- Dataset excerpts:
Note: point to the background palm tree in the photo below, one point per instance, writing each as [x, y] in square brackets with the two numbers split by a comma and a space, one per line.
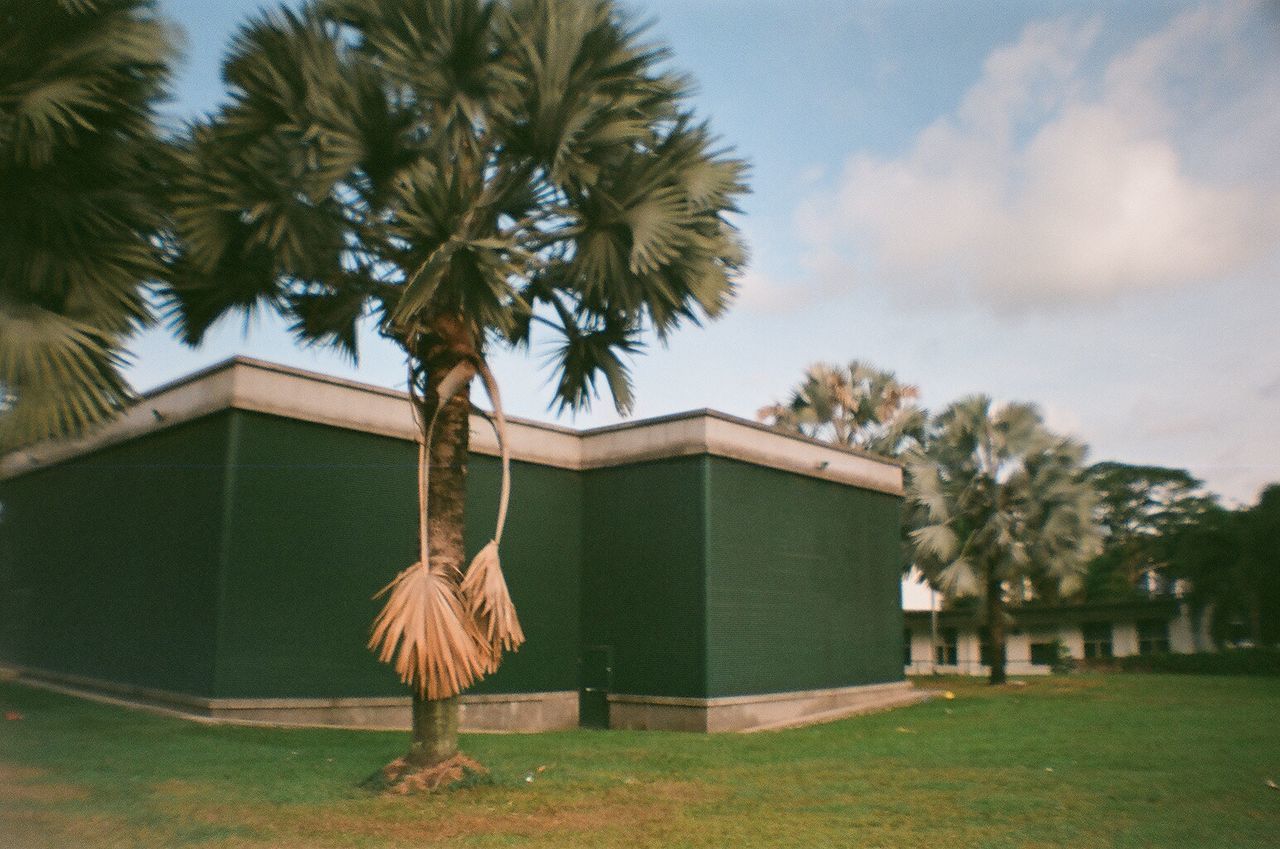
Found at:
[461, 176]
[80, 204]
[858, 406]
[997, 500]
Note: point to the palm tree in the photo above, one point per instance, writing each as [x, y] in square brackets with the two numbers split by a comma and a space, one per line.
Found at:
[996, 500]
[80, 81]
[856, 406]
[462, 176]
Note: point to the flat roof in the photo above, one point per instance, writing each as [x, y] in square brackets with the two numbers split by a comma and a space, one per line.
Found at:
[243, 383]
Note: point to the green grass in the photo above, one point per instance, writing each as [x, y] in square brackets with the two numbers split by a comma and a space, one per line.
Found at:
[1079, 761]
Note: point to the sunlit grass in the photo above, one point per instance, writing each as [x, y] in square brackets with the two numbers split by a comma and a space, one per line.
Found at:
[1077, 761]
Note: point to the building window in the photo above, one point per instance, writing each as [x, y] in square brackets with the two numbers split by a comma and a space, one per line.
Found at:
[1097, 639]
[1045, 653]
[947, 651]
[1152, 637]
[986, 648]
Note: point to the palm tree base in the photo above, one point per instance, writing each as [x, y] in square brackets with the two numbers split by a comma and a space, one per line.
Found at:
[403, 776]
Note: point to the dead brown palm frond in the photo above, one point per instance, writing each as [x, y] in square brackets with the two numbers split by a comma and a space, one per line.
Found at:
[424, 629]
[488, 601]
[484, 588]
[426, 634]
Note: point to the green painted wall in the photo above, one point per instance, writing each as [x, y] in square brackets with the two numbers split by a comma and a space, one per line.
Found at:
[803, 583]
[108, 564]
[323, 517]
[705, 576]
[643, 574]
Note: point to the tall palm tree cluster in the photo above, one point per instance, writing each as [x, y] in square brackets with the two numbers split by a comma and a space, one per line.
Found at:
[458, 176]
[856, 406]
[462, 176]
[995, 500]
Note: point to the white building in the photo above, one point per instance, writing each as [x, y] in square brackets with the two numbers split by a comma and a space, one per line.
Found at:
[952, 642]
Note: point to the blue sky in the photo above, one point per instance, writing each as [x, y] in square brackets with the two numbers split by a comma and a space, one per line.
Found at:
[1065, 202]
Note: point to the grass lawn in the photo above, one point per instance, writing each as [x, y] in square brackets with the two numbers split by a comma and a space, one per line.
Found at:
[1079, 761]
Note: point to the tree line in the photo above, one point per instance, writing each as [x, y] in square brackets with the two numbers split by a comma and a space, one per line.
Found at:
[1001, 510]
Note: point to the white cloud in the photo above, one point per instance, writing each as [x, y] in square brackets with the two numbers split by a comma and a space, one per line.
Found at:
[1068, 176]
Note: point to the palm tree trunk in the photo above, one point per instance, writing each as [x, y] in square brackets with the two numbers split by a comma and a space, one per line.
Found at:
[996, 629]
[435, 721]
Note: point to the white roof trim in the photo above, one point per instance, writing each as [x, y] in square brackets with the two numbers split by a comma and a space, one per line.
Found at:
[264, 387]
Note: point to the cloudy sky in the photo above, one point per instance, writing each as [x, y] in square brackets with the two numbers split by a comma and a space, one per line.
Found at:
[1065, 202]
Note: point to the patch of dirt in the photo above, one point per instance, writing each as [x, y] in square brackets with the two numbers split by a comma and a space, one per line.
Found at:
[24, 784]
[631, 811]
[403, 777]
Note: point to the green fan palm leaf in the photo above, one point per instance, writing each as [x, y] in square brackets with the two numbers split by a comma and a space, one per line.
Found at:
[82, 176]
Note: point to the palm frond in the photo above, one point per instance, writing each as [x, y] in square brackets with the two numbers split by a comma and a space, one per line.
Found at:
[425, 633]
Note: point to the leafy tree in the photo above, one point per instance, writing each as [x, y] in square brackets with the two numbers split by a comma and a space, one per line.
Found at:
[1261, 555]
[1138, 507]
[1232, 562]
[996, 500]
[80, 160]
[856, 406]
[462, 176]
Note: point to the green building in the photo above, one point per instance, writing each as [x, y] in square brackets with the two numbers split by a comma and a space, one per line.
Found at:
[216, 549]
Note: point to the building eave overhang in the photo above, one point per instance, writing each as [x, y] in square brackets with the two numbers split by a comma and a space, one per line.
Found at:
[255, 386]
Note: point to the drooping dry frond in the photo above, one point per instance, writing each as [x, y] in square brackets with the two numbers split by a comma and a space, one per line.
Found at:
[484, 588]
[488, 601]
[429, 634]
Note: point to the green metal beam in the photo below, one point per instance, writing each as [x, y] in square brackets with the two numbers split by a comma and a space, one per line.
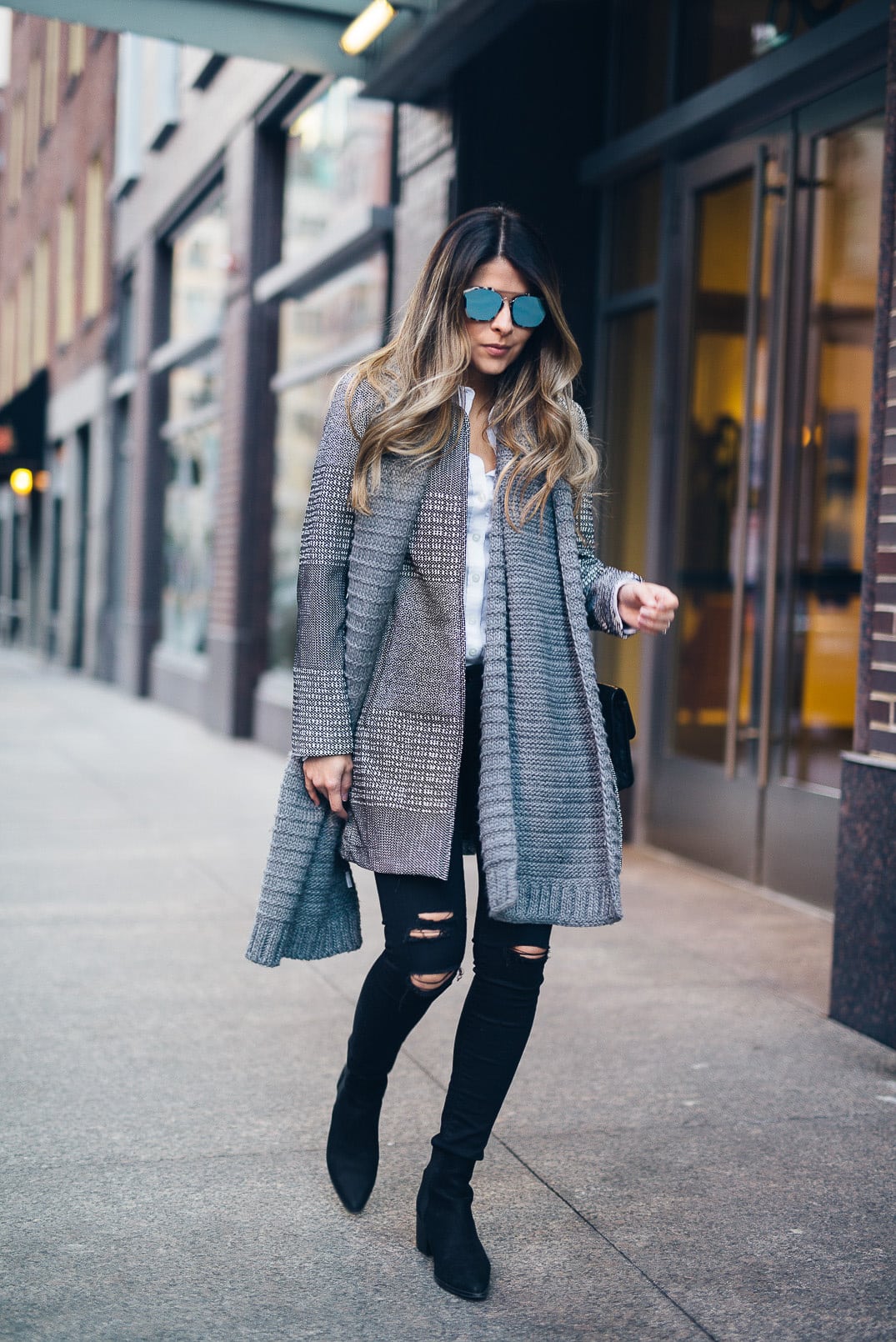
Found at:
[303, 35]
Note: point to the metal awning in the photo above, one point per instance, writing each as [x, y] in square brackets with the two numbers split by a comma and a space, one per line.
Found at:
[303, 34]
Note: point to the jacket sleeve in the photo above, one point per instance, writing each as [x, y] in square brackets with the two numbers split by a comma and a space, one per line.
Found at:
[600, 581]
[321, 719]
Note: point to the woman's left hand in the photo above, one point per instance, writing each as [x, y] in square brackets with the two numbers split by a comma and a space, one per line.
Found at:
[647, 607]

- Instructions for the task: Which lines of the data include "below"? Copy each of them.

- Task output:
Note: point to the background palm tree in the photo below, one point per instance, writing each as [x, y] in square brackets with the two numbers split by a comma and a space, one per line.
Note: point to the green metal beam in the photo below, one point per instance, writing each as [x, y] in square brackets with the two numbers split by a comma and a space, one per line.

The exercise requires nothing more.